Task: Search the records below for "swan"; copy each line that has it.

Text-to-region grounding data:

####

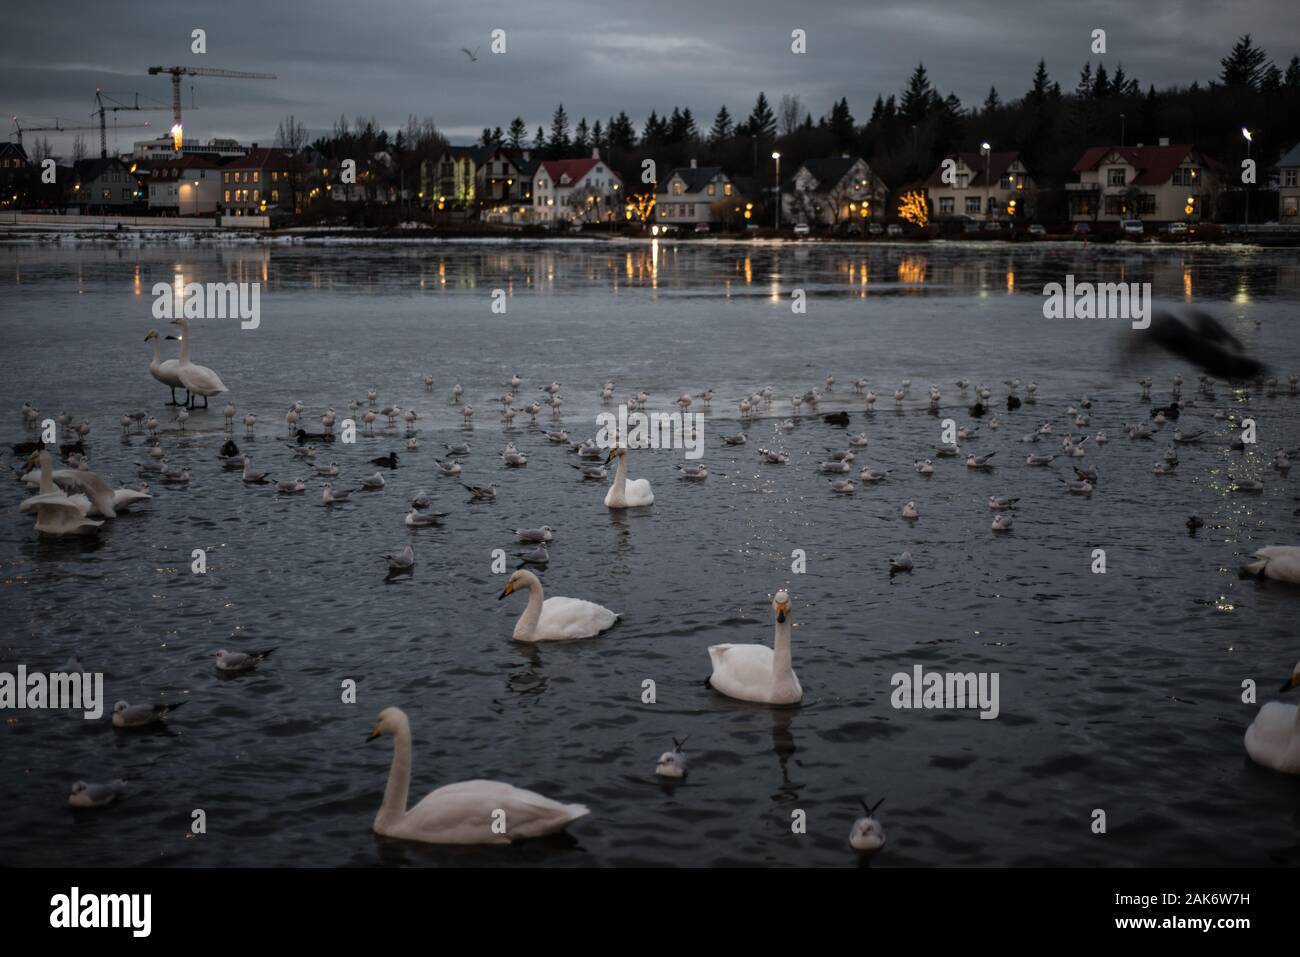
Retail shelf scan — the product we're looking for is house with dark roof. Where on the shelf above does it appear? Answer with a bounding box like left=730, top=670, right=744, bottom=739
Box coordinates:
left=0, top=142, right=30, bottom=207
left=531, top=150, right=623, bottom=224
left=782, top=155, right=888, bottom=227
left=148, top=155, right=220, bottom=215
left=656, top=160, right=739, bottom=226
left=479, top=147, right=539, bottom=223
left=67, top=157, right=139, bottom=211
left=1276, top=143, right=1300, bottom=224
left=924, top=151, right=1033, bottom=221
left=1067, top=140, right=1218, bottom=223
left=220, top=148, right=303, bottom=216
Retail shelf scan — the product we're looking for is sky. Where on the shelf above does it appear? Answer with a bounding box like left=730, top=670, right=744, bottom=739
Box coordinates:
left=2, top=0, right=1296, bottom=158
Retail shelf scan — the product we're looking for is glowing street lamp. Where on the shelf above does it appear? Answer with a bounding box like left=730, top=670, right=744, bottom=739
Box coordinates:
left=1242, top=127, right=1253, bottom=228
left=980, top=141, right=992, bottom=222
left=772, top=151, right=781, bottom=231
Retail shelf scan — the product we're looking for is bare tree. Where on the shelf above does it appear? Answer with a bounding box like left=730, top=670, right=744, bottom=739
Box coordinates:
left=30, top=136, right=53, bottom=165
left=778, top=94, right=803, bottom=137
left=72, top=135, right=87, bottom=162
left=276, top=115, right=307, bottom=153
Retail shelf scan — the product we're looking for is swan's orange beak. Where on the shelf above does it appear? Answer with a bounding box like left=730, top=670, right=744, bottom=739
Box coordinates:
left=1281, top=674, right=1299, bottom=694
left=498, top=581, right=515, bottom=600
left=366, top=723, right=382, bottom=742
left=775, top=600, right=790, bottom=623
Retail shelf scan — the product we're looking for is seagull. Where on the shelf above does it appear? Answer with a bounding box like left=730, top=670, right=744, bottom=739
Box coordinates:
left=571, top=464, right=607, bottom=480
left=405, top=508, right=447, bottom=528
left=445, top=442, right=470, bottom=456
left=858, top=465, right=888, bottom=482
left=514, top=525, right=554, bottom=543
left=517, top=543, right=550, bottom=566
left=914, top=459, right=934, bottom=476
left=241, top=456, right=272, bottom=484
left=721, top=433, right=747, bottom=446
left=360, top=472, right=386, bottom=490
left=69, top=779, right=128, bottom=808
left=1026, top=453, right=1056, bottom=467
left=677, top=464, right=708, bottom=480
left=384, top=544, right=415, bottom=573
left=316, top=462, right=340, bottom=477
left=850, top=798, right=887, bottom=858
left=966, top=452, right=997, bottom=470
left=434, top=459, right=462, bottom=476
left=112, top=700, right=184, bottom=729
left=655, top=737, right=689, bottom=779
left=276, top=478, right=306, bottom=495
left=1073, top=464, right=1099, bottom=482
left=463, top=482, right=497, bottom=501
left=829, top=479, right=856, bottom=494
left=901, top=501, right=919, bottom=520
left=215, top=648, right=274, bottom=673
left=991, top=513, right=1013, bottom=532
left=1062, top=478, right=1094, bottom=495
left=889, top=551, right=913, bottom=576
left=758, top=448, right=789, bottom=464
left=322, top=483, right=354, bottom=505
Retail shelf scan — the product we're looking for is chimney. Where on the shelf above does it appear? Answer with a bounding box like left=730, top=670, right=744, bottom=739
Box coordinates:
left=1158, top=137, right=1170, bottom=147
left=591, top=146, right=600, bottom=159
left=1136, top=142, right=1144, bottom=148
left=522, top=149, right=530, bottom=161
left=841, top=152, right=850, bottom=159
left=690, top=158, right=697, bottom=168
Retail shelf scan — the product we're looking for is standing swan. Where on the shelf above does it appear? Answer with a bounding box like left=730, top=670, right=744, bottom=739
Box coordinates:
left=167, top=317, right=228, bottom=408
left=18, top=450, right=102, bottom=537
left=498, top=569, right=619, bottom=641
left=144, top=329, right=185, bottom=405
left=603, top=446, right=655, bottom=508
left=368, top=707, right=590, bottom=844
left=1244, top=662, right=1300, bottom=774
left=708, top=590, right=803, bottom=705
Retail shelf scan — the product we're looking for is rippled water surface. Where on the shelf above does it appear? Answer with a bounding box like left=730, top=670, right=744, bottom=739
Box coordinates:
left=2, top=239, right=1299, bottom=867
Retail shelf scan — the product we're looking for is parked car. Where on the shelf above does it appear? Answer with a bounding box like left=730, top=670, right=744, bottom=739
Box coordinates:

####

Answer:
Retail shelf scan — the product we're looking for is swan's orange beak. Where on the shelf above does it appear? Answer with a bounding box like left=730, top=670, right=744, bottom=739
Retail shelf scan — the product we're looking for is standing swan. Where on the shelf above does it appear? Answer with a bounding box like left=730, top=670, right=744, bottom=739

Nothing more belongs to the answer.